▶ **Work to do**
Please rewrite the data starting at the beginning and ending at the line that contains "143), (73, 143)]", swapping "tuples" for "pairs" and leaving everything else unchanged. Leave the pictures out of your answer.

▶ **Material for this task**
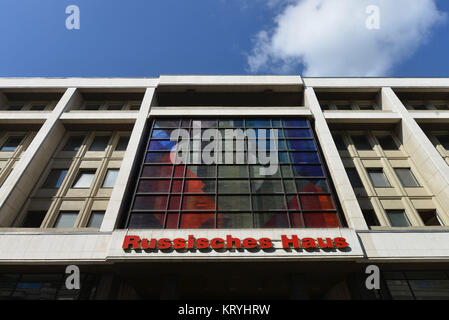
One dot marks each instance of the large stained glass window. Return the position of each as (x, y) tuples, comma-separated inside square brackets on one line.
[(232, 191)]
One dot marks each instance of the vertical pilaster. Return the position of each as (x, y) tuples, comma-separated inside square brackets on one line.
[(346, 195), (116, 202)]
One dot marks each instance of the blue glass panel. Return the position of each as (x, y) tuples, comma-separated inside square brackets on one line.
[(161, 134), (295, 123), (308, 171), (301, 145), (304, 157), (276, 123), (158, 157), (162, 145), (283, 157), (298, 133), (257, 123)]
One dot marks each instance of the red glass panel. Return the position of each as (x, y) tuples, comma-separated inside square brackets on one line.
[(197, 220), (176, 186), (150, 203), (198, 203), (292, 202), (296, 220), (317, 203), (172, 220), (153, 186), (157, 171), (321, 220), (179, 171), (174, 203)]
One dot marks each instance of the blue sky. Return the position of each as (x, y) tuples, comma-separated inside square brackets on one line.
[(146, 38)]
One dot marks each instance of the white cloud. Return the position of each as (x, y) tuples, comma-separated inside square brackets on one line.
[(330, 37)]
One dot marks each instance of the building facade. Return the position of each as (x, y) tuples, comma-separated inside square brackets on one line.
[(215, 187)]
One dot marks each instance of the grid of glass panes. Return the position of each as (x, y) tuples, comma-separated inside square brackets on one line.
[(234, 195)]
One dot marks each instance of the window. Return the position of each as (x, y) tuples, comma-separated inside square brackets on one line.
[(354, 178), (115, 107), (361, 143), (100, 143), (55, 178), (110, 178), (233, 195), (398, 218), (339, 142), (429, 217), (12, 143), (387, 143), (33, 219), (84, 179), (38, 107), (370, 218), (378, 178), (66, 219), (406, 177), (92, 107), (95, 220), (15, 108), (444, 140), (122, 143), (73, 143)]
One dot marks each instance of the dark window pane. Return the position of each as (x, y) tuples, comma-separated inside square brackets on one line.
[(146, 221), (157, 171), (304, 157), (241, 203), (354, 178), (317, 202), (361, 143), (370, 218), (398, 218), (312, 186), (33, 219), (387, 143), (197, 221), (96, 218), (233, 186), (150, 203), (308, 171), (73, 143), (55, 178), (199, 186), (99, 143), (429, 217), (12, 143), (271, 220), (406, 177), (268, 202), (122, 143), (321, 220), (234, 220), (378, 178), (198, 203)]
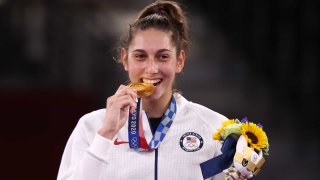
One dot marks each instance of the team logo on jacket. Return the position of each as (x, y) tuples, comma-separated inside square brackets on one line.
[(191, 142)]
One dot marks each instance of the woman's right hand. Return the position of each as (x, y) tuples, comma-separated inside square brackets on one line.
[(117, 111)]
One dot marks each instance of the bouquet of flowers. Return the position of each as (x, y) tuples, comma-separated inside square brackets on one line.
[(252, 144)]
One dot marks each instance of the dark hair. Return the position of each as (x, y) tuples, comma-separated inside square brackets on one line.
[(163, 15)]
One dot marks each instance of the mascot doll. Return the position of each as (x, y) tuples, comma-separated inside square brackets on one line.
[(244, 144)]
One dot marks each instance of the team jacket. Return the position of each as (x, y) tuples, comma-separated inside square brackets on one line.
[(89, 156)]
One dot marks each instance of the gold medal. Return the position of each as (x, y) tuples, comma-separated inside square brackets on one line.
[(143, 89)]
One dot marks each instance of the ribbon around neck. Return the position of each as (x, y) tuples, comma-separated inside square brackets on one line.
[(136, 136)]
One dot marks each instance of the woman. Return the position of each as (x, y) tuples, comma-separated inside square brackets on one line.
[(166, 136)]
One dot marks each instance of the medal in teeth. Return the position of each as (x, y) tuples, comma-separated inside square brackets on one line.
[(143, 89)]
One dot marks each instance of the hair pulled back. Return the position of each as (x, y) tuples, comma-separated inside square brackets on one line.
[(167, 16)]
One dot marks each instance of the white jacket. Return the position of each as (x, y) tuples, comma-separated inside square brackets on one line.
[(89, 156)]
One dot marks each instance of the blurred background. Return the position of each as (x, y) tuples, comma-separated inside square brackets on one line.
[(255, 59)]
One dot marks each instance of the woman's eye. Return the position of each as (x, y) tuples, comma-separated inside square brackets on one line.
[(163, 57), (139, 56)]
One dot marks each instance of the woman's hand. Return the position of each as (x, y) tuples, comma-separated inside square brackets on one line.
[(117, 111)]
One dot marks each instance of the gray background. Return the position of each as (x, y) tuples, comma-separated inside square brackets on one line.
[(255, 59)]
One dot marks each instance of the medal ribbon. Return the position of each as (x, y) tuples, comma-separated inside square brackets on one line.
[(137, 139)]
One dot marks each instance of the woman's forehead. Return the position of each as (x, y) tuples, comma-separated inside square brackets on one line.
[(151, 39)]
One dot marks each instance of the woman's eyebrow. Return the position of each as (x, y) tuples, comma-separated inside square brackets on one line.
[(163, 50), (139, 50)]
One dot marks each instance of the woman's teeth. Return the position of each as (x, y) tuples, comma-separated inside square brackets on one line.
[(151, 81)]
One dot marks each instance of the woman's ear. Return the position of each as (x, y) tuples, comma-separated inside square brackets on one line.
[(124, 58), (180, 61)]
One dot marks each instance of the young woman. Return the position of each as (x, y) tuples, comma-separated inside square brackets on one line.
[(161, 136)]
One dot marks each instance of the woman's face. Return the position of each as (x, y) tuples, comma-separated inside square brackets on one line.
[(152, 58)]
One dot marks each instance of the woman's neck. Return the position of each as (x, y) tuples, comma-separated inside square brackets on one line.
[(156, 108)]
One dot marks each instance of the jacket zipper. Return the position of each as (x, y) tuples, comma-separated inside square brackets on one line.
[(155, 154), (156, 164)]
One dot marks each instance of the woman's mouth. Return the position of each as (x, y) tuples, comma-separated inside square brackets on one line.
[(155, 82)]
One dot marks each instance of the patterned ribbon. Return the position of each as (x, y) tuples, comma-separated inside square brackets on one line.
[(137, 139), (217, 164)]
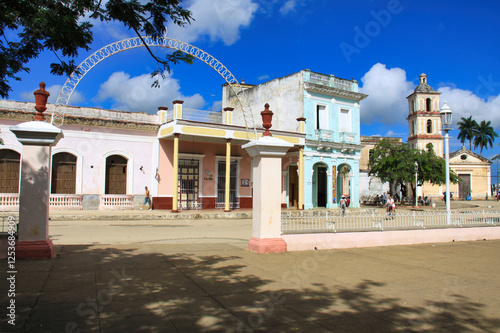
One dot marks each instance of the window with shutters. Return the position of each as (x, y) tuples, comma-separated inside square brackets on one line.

▶ **Result of the exercise**
One dot marks each instance of the large stained glass window. Return the position of each as (x, y) pairs, comma-separated inside square brackets on one line.
[(232, 191)]
One dot marks each instance of the vertical pilaster. Return the position of each as (x, y) pairs, comma-separated inside square brackets on one line.
[(346, 195), (116, 202)]
One dot marks each instance of the blue glass panel. Return the position of each as (x, y) pairs, comma-separated inside square brackets on one line.
[(161, 134), (295, 123), (308, 171), (301, 145), (304, 157), (276, 123), (158, 157), (162, 145), (283, 157), (298, 133), (257, 123)]
One dot marks each instance of the red glass panel. Return the position of each as (x, y) pairs, comma-separated inside square brackets on one line.
[(197, 220), (176, 186), (150, 203), (198, 203), (292, 202), (296, 220), (317, 203), (172, 220), (153, 186), (157, 171), (321, 220), (179, 171), (174, 203)]
One dot marks each instance of the blue sky. Return the position of each as (x, y) pairs, comma-separated inside square brackets on one line.
[(146, 38)]
One dot marks each instance of the white cloud. Return the position of each as (x, y) pairs, comma-separated inside square brackets on one line.
[(330, 37)]
One dot marks each instance of the building facade. Return the position of each as (x, y) pairs, comma-separated inside square brackets on one line.
[(215, 187)]
One dot marks each instance of the grid of glass panes. Return the position of each as (x, y) pairs, comma-separated inside square brackets on one line.
[(234, 195)]
One dot marks each instance of the window. Return the position of each as (x, y) pairs, comma-separated inside square brackets on one line.
[(354, 178), (115, 107), (361, 143), (100, 143), (55, 178), (110, 178), (233, 195), (398, 218), (339, 142), (429, 217), (12, 143), (387, 143), (33, 219), (84, 179), (38, 107), (370, 218), (378, 178), (66, 219), (406, 177), (92, 107), (95, 220), (15, 108), (444, 140), (122, 143), (73, 143)]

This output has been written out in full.